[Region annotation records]
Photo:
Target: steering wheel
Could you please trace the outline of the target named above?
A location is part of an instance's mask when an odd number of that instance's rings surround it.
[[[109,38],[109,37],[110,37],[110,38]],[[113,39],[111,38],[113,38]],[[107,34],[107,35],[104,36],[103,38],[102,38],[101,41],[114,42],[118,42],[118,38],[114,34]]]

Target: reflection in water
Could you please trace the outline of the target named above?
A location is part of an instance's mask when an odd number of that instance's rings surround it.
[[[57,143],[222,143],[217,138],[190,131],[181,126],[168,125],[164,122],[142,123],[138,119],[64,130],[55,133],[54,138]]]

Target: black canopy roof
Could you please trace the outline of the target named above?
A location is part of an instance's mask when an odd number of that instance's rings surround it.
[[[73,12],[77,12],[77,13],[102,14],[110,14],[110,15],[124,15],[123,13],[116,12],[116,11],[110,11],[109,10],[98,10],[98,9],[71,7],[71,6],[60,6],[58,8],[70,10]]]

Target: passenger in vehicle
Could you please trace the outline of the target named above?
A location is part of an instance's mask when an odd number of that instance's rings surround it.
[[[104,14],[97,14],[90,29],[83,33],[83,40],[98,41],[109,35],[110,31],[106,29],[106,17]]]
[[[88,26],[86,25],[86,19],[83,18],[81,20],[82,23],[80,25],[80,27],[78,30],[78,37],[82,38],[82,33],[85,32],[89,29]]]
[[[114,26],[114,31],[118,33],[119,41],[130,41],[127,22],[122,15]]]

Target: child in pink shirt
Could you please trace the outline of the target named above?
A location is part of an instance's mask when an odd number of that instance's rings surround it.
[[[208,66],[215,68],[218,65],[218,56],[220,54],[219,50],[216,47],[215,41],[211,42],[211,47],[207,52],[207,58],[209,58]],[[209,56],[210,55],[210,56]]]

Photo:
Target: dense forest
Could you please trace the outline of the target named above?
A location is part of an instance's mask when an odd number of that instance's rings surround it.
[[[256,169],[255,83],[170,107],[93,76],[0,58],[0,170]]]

**WHAT TO DO:**
Rewrite all of the records above, swapping every "trace the outline of" for "draw a polygon around" and keeping everything else identical.

**FINAL ANSWER:**
Photo:
Target: steering wheel
Could you please draw a polygon around the target named above?
A location is part of an instance's mask when an odd number of that instance's rings surround it.
[[[109,38],[109,37],[110,37],[110,38]],[[113,39],[111,38],[113,38]],[[107,34],[107,35],[104,36],[103,38],[102,38],[101,41],[114,42],[118,42],[118,38],[114,34]]]

Target: reflection in water
Could you please draw a polygon around the target named above?
A location is part of an instance's mask when an odd number of that instance's rings surround it.
[[[57,143],[222,143],[217,138],[190,131],[181,126],[168,125],[164,122],[142,123],[138,119],[64,130],[55,133],[54,138]]]

Target: black canopy roof
Could you please draw a polygon around the target named above?
A location is part of an instance's mask when an odd number of that instance's rings surround it.
[[[73,12],[77,12],[77,13],[102,14],[110,14],[110,15],[124,15],[123,13],[116,12],[116,11],[110,11],[109,10],[98,10],[98,9],[71,7],[71,6],[60,6],[58,8],[70,10]]]

Target: passenger in vehicle
Could you please draw a polygon around the target named above?
A location is part of an instance's mask when an odd number of that instance's rings surround it.
[[[104,14],[97,14],[90,29],[83,33],[83,40],[98,41],[109,35],[110,31],[106,29],[106,17]]]
[[[88,26],[86,25],[86,19],[83,18],[81,20],[82,23],[80,25],[80,27],[78,30],[78,37],[82,38],[82,33],[85,32],[89,29]]]
[[[114,26],[114,31],[118,33],[119,41],[130,41],[127,22],[122,15]]]

Target: child in pink shirt
Could you please draw a polygon around the target named above?
A location is part of an instance's mask when an odd number of that instance's rings surround it.
[[[208,66],[215,68],[218,65],[218,56],[220,54],[219,50],[216,47],[215,41],[211,42],[211,47],[207,52],[207,58],[209,58]],[[209,56],[210,55],[210,56]]]

Photo:
Target: dense forest
Could you please draw a polygon around the target named above?
A location is part of an instance's mask when an odd number of that instance's rings surround it.
[[[256,169],[255,83],[170,107],[93,76],[0,58],[0,170]]]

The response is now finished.